• [WRITTEN INSTRUCTION] Rewrite the lines below, swapping every "single dot" for "single marker" and leaving all other text unchanged.

— Start of SUPPLIED ENTRIES —

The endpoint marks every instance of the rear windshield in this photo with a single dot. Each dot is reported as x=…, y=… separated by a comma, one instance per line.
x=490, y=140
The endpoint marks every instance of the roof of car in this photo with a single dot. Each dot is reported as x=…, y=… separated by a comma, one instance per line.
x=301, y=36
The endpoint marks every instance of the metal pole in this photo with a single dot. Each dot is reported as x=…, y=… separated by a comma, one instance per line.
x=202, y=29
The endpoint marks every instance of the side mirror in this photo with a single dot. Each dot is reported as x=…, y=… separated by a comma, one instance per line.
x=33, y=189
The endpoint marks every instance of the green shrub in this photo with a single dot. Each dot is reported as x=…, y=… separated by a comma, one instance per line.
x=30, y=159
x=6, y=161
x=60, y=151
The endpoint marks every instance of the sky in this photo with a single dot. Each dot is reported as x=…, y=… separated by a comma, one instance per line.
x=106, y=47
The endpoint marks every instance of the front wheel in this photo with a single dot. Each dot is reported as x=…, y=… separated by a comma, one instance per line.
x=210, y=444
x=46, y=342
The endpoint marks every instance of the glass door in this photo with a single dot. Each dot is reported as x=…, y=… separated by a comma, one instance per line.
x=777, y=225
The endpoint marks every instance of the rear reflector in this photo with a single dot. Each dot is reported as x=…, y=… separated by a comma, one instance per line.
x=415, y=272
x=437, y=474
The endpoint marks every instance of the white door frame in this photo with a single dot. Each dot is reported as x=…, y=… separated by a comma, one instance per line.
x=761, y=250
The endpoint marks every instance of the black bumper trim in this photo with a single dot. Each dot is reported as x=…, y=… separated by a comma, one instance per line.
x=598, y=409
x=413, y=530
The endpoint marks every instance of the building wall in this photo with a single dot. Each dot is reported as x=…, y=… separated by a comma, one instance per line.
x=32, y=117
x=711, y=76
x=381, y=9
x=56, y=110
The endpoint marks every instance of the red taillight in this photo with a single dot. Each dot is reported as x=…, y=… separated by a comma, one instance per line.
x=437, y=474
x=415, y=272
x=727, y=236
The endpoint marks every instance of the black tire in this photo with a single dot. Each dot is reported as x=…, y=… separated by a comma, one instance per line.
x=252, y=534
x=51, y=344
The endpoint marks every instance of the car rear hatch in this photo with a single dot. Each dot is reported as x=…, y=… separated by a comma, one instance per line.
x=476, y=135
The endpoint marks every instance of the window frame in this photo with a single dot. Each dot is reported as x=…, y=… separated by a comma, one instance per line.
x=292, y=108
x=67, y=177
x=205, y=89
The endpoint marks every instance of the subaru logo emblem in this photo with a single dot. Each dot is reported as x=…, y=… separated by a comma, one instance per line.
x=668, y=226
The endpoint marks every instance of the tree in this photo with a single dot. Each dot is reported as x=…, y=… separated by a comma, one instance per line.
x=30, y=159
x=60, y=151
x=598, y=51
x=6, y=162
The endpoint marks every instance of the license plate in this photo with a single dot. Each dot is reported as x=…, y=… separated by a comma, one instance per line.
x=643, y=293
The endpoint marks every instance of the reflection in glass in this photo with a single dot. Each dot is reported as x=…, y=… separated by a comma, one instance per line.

— End of SUPPLIED ENTRIES —

• [RESULT OF THIS TASK]
The endpoint marks every instance of the rear windshield in this photo with a single marker. Each dot is reported as x=…, y=… separated by a comma, one instance per line.
x=490, y=140
The endpoint marks every instance of the roof of car in this photo with a single marker. Each dot is reported as x=…, y=… separated by a comma, one instance per line.
x=301, y=36
The endpoint marks every instance of the metal pole in this photo with a single marker. Each dot is reported as x=…, y=… separated by a comma, one instance per line.
x=202, y=29
The endpoint marks every instance of the side mirror in this photo with a single marker. Each dot is reported as x=…, y=… separated by a comma, one instance per line.
x=33, y=189
The endpoint marks every instance of the green shrub in this photo with a single marker. Each dot is reported as x=…, y=… separated by a comma, one instance per line.
x=30, y=159
x=6, y=161
x=60, y=151
The endpoint marks every instance of the sky in this photo with a single marker. Each dot is reported as x=…, y=… separated by a comma, one instance per line.
x=106, y=47
The endpoint marks every instance of the front wheel in this photo with a single marker. Each dot is reported as x=…, y=… separated by a comma, one instance per line.
x=210, y=444
x=46, y=342
The endpoint marks every instance of the glass door in this photo with a single marker. Each dot is reported as x=…, y=… separated by a comma, one instance per line.
x=777, y=225
The endpoint marks every instance of the rear reflector in this photo with a single marker. Each dot is reported as x=…, y=… separated by a comma, one instance per line.
x=415, y=272
x=437, y=474
The endpoint marks every instance of the white door frame in this photo with a single marker. Each dot is reported as x=…, y=… separated by a comma, one instance per line.
x=761, y=250
The endpoint marks every instance of the black bumper trim in this photo with a single marker. Each dot is reported as x=…, y=… separated by a comma, one instance per line.
x=598, y=409
x=413, y=530
The endpoint marks every instance of the building wall in this photo with a single marker. Each dot is reported as x=…, y=… separated by a comma, one instance per line.
x=32, y=117
x=711, y=76
x=381, y=9
x=56, y=110
The endpoint marks every instance of the red taillight in this photo with a single marker. Each dot is reported as x=…, y=… separated by a comma, one instance per line.
x=437, y=474
x=415, y=272
x=727, y=236
The endpoint marks every instance of the black tire in this photo with a single marker. Each dot is reported as x=…, y=… separated by a comma, one instance per line.
x=252, y=534
x=51, y=344
The endpoint marks every instance of the car rear hatch in this photo with a single marker. Each dot is reported as x=…, y=… separated by a comma, one instance per line.
x=476, y=135
The endpoint marks every instance of the window frame in this photo with a single marker. Each dot is reported as x=…, y=… separated by a comma, one instance per line.
x=292, y=108
x=67, y=177
x=205, y=89
The endpoint marks every instance of the subaru logo emblem in this photo with a single marker. Each dot is reported as x=…, y=… separated by a comma, one instance per line.
x=668, y=226
The endpoint marks every instance of the tree in this photo with a single marker. Each dot is reported as x=…, y=… separated by a comma, one instance per line.
x=30, y=159
x=60, y=151
x=598, y=51
x=6, y=162
The endpoint marks every instance of the license plate in this photo with a single marker. Each dot is reported as x=…, y=… separated by a comma, one instance per line.
x=643, y=293
The endpoint marks every instance of the reflection in glass in this photo with a single marker. Each dot is reported as x=…, y=… separated by a comma, one instance per line.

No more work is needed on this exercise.